Your goal
Only one stretch of the data below is needed. Output the lines from the one with "Guideline: for every instance of the dark" up to and including the one with "Guideline: for every instance of the white sneaker, the", exactly as they stand.

Materials provided
Start of Block

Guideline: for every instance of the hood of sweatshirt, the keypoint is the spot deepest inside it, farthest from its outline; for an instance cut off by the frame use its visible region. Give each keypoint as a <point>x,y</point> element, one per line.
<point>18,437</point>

End of Block
Start of Block

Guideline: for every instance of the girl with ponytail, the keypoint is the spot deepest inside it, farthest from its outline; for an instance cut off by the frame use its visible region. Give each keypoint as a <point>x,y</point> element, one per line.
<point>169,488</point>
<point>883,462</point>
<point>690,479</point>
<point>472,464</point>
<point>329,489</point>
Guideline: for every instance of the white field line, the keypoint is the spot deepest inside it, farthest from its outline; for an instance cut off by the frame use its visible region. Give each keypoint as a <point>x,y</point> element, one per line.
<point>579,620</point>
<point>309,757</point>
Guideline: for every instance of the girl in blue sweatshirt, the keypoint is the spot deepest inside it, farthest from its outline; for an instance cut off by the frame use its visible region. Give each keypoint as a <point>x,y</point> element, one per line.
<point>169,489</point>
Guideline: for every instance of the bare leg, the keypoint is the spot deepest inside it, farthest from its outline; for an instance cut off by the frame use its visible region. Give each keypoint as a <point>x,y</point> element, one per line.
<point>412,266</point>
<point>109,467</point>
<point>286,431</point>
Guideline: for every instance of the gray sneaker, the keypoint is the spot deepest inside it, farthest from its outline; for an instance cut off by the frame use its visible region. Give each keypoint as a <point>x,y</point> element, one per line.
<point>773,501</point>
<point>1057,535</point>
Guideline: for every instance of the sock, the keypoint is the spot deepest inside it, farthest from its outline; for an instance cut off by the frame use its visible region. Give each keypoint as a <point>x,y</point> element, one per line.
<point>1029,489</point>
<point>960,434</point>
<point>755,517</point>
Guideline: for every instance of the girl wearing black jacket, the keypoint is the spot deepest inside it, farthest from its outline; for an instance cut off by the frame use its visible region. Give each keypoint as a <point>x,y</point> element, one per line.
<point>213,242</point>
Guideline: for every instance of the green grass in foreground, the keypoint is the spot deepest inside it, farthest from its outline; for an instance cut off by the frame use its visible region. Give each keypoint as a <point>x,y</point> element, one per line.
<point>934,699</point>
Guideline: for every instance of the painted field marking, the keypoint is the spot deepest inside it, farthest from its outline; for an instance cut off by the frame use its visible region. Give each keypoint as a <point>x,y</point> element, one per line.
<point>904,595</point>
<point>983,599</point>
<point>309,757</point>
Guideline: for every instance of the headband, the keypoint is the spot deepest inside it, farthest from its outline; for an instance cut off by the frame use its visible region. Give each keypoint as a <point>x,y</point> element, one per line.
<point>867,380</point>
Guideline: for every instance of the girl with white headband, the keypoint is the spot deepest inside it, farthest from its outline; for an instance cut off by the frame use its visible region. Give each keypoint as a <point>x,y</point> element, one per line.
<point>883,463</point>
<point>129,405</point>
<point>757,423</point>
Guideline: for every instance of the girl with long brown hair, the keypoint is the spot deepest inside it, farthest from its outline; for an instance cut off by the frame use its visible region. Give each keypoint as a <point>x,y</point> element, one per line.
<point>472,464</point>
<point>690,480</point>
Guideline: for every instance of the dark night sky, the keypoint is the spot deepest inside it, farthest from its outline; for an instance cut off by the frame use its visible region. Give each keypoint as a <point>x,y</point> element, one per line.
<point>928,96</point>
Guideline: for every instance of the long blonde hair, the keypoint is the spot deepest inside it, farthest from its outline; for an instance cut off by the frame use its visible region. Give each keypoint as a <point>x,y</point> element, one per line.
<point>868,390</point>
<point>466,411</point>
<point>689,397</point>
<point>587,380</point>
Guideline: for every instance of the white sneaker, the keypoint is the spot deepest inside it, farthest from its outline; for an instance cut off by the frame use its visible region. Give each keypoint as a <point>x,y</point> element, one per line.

End of Block

Answer to this task
Guideline: for every instance of the dark night sky, the keypoint is the spot deepest inside it, farthest from its outline; for an instance cut off by the frame use its visible region. Give each keypoint as a <point>x,y</point> element, one per line.
<point>928,96</point>
Guideline: for every instance of the long blonde hair, the keypoint is the spot deepest inside it, farthest from its outline; for an instance cut off by the frame use its visible region. Give each keypoint as a <point>x,y</point> element, one per line.
<point>868,390</point>
<point>466,411</point>
<point>689,397</point>
<point>587,380</point>
Guideline: for every instance of the white sneaker, the keypoint is the spot deepest inside it, farthest from its outline; for an instance cut off by the frame use its visible region. Give each keypoint as a <point>x,y</point> element, one per line.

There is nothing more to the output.